What is required
The expected output is the full set of entries, printed exactly, without pictures.

Records from a data collection
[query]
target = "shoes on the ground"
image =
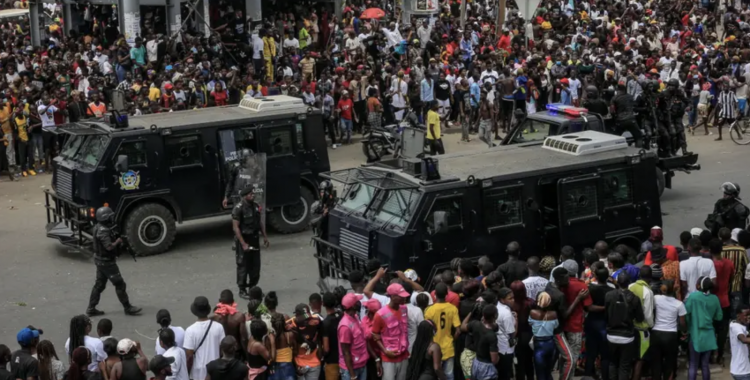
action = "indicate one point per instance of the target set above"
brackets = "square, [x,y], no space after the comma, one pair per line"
[94,312]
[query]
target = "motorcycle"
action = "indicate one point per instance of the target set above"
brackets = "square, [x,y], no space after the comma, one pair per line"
[380,142]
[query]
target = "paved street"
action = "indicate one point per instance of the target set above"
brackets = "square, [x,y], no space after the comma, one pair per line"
[44,284]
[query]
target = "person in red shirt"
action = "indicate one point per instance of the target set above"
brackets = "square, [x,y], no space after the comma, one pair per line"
[578,299]
[724,271]
[219,95]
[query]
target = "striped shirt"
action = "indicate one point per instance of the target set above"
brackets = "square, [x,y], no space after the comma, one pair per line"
[727,104]
[738,256]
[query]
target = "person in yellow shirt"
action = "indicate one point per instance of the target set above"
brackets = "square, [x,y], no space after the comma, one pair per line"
[434,135]
[25,155]
[445,318]
[269,53]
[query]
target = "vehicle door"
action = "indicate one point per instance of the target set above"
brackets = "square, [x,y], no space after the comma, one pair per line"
[141,174]
[452,239]
[193,176]
[279,141]
[231,144]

Response
[query]
target = "shoes on the ground"
image =
action = "indicate one point per instance of the target set above"
brackets = "square, [x,y], no space after the comma, one pair per line"
[94,312]
[query]
target = "motorcycle"
action = "indicate one point per instance of the target set above"
brackets = "square, [x,y], no space after the comma, one pair per line"
[380,142]
[query]
target = "paved street"
action = "indicate one point per instance of the target set above"
brackets = "square, [x,y], no space after the comma, one pair per line"
[44,284]
[query]
target = "person in red shirt"
action = "indicate one point per instance of the target set above"
brackets = "square, [x,y], no space after the comma, one pair per line"
[578,299]
[724,271]
[219,95]
[query]
target = "striped shirt"
action = "indicate one point per instance of the target set above"
brackets = "square, [x,y], no space after the comma, one pair per line"
[727,104]
[738,256]
[query]
target = "person in yellow shirt"
action = "indicate one point per instance of the target set above"
brackets = "square, [x,y], no space after the comma, one pair per line"
[434,135]
[25,155]
[445,318]
[269,53]
[query]
target = "vehicle door"
action = "indicate one point per instance of the target set above"
brackets = "square, [x,y], no space after the comma, one pair per line"
[141,174]
[452,239]
[193,176]
[279,141]
[231,144]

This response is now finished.